**RECORD SET**:
——

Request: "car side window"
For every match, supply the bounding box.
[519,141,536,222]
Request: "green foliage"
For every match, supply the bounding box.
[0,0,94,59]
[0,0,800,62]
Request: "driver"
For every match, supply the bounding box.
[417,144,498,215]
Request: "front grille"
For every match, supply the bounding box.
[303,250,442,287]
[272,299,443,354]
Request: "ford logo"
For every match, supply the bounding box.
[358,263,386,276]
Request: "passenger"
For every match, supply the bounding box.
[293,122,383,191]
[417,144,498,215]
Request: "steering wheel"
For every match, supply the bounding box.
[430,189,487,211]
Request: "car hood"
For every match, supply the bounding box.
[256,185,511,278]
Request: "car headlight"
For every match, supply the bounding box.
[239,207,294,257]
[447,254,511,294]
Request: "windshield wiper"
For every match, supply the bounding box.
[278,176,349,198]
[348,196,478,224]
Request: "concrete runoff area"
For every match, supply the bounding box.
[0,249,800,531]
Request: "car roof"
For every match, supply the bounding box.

——

Turn every line of the records above into a JSON list of strings, one string for each line, and leave out any blank lines.

**REPLY**:
[
  "Request: \"car side window\"",
  "For every match, supply the bounding box.",
  "[519,141,536,222]",
  "Request: \"green foliage\"",
  "For every match, supply the bounding box.",
  "[0,0,94,59]",
  "[0,0,800,62]",
  "Request: \"driver\"",
  "For every match, supply the bounding box.",
  "[417,144,498,215]",
  "Request: \"front grille\"",
  "For every match, supply the bounding box.",
  "[303,250,442,287]",
  "[272,299,443,354]",
  "Request: \"ford logo\"",
  "For every match, supply the bounding box.",
  "[358,263,386,276]",
  "Request: \"passenger\"",
  "For every match, supply the bounding box.",
  "[293,122,383,191]",
  "[417,144,498,215]",
  "Request: \"steering wheel\"",
  "For every match, supply the bounding box.",
  "[430,189,487,211]",
  "Request: \"car hood\"",
  "For every match, supply the bounding box.",
  "[256,185,511,278]",
  "Request: \"car headlight\"",
  "For every match, supply the bounding box.",
  "[239,207,294,257]",
  "[447,254,511,294]",
  "Request: \"windshield wiper\"",
  "For every match, supply the bounding box.",
  "[278,176,349,198]",
  "[348,196,478,224]",
  "Request: \"concrete runoff area\"",
  "For every match, supply the bounding box.",
  "[0,249,800,531]",
  "Request: \"car roof\"",
  "For every match, supply the bounding box."
]